- 指示 1
走査線駆動回路に関する文章によると、CRTのようなインパルス型の表示装置で動画ぼやけ感が発生しないのはなぜか。
- 指示 2
走査線駆動回路に関する文章のうち、「走査線駆動回路および電気光学装置」から「本発明は、いわゆる動画ぼやけ感を抑えるための走査線駆動回路等に関する。」までの部分を、両端の語句も含めて一字一句違えずに書き写しなさい。

説明

走査線駆動回路および電気光学装置

【課題】走査線駆動回路において、映像書込と黒挿入とを1つの垂直シフトレジスタによって済ませて、回路面積の肥大化を抑える。
【解決手段】シフトレジスタ131は、走査線数に応じた段数を有し、各段は、予め定められた幅を有するスタートパルスを、クロック信号CLYにしたがって順次シフトして出力する。T−FF133は、走査線112のそれぞれに対応して設けられ、走査線112に対して映像書込または黒挿入書込を指定する信号を出力する。AND回路134、135およびOR回路136は、シフトレジスタ131によりシフトされた信号に基づくパルス信号であって、走査線の選択を示すパルス信号を、T−FF133の出力信号によって映像書込が指定された場合には、第1イネーブル信号のパルス幅に狭め、前記黒挿入書込が指定された場合には、第2イネーブル信号のパルス幅に狭め、走査線に走査信号として供給する。

【発明の詳細な説明】
【技術分野】
【0001】
本発明は、いわゆる動画ぼやけ感を抑えるための走査線駆動回路等に関する。
【背景技術】
【0002】
アクティブマトリクス型の液晶装置などの電気光学装置は、フレームの期間(16.7ミリ秒)にわたって映像が保持されるホールド型である。このため、次のフレーム期間に移行したとき、前のフレーム期間の映像を視覚したときの記憶が残存するために、表示される映像に動きがあれば、その動き領域が、ぎくしゃくしたり、輪郭がぼやけたりして知覚される(動画ぼやけ感の発生)。一方、CRTのように画像が瞬間的に表示されるインパルス型の表示装置では、前フレーム期間で表示させた画像の記憶が、次フレーム期間に移行したときには、もはや残存していないので、動画ぼやけ感は発生しない。
そこで、ホールド型の電気光学装置においては、インパルス型の表示態様に似せるべく、映像書込用の垂直シフトレジスタによって走査線を走査して、表示画像を書き込んだ後、黒書込用のシフトレジスタによって走査線を走査して、黒画像(黒挿入)を書き込みする技術が提案されている(特許文献1参照)。
【特許文献1】特開2006−47847号公報
【発明の開示】
【発明が解決しようとする課題】
【0003】
しかしながら、上記技術では、シフトレジスタを2つ必要とするために、回路面積が大きくなって、周辺回路内蔵型の場合では、いわゆる額縁領域が広くなってしまう、という問題がある。
本発明は、このような事情に鑑みてなされたもので、その目的の1つは、映像書込と黒挿入とを1つの垂直シフトレジスタによって済ませて、回路面積の肥大化を抑えた技術を提供することにある。

- 提供データ
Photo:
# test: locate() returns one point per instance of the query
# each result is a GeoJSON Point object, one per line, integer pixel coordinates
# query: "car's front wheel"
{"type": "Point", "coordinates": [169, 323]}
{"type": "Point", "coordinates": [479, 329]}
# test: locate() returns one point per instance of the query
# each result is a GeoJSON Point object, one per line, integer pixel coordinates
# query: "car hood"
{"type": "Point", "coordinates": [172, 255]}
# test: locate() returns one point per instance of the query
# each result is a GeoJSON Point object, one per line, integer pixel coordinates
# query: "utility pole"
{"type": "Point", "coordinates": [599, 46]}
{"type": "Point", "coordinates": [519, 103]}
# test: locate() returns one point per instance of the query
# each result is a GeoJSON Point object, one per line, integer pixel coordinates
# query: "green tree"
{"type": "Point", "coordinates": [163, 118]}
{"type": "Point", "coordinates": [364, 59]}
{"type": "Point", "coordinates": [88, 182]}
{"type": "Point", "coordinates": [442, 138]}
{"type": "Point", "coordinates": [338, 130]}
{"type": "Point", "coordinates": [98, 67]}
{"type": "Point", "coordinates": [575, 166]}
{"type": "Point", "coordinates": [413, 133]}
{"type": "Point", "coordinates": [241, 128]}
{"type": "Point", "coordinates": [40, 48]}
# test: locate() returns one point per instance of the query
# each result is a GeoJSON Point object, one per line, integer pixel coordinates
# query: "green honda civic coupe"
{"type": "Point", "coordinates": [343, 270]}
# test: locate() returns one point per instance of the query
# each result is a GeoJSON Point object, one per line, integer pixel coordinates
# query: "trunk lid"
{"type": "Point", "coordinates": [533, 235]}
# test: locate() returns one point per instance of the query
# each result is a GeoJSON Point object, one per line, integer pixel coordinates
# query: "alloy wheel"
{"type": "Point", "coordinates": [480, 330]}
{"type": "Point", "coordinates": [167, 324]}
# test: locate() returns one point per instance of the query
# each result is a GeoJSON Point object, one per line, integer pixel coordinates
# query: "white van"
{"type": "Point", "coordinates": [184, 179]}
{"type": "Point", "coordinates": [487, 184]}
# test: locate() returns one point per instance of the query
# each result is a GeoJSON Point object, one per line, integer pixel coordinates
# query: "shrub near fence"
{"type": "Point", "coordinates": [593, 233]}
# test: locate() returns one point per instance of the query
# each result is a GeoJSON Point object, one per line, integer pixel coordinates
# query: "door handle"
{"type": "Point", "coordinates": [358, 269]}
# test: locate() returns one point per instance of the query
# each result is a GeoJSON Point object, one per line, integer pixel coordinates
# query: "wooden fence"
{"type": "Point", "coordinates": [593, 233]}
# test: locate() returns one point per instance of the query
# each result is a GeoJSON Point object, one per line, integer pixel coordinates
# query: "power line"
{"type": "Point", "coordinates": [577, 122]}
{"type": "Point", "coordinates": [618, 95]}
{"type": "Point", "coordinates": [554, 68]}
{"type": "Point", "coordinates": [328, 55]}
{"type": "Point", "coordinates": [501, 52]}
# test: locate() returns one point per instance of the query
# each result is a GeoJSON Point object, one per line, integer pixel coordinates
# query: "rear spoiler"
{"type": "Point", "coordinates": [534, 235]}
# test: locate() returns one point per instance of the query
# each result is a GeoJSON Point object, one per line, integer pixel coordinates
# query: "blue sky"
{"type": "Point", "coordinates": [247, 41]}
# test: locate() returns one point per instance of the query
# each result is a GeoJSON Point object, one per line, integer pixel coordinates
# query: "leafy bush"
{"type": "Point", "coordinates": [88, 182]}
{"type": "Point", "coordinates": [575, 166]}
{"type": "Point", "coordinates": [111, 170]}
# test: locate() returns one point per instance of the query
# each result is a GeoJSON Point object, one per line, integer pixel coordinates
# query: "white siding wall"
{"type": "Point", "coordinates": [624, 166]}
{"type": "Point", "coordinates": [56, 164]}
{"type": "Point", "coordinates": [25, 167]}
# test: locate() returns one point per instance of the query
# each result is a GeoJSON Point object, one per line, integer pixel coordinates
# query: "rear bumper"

- 最終結果 1
前フレーム期間で表示させた画像の記憶が、次フレーム期間に移行したときにはもはや残存していないからである。

- 最終結果 2
走査線駆動回路および電気光学装置

【課題】走査線駆動回路において、映像書込と黒挿入とを1つの垂直シフトレジスタによって済ませて、回路面積の肥大化を抑える。
【解決手段】シフトレジスタ131は、走査線数に応じた段数を有し、各段は、予め定められた幅を有するスタートパルスを、クロック信号CLYにしたがって順次シフトして出力する。T−FF133は、走査線112のそれぞれに対応して設けられ、走査線112に対して映像書込または黒挿入書込を指定する信号を出力する。AND回路134、135およびOR回路136は、シフトレジスタ131によりシフトされた信号に基づくパルス信号であって、走査線の選択を示すパルス信号を、T−FF133の出力信号によって映像書込が指定された場合には、第1イネーブル信号のパルス幅に狭め、前記黒挿入書込が指定された場合には、第2イネーブル信号のパルス幅に狭め、走査線に走査信号として供給する。

【発明の詳細な説明】
【技術分野】
【0001】
本発明は、いわゆる動画ぼやけ感を抑えるための走査線駆動回路等に関する。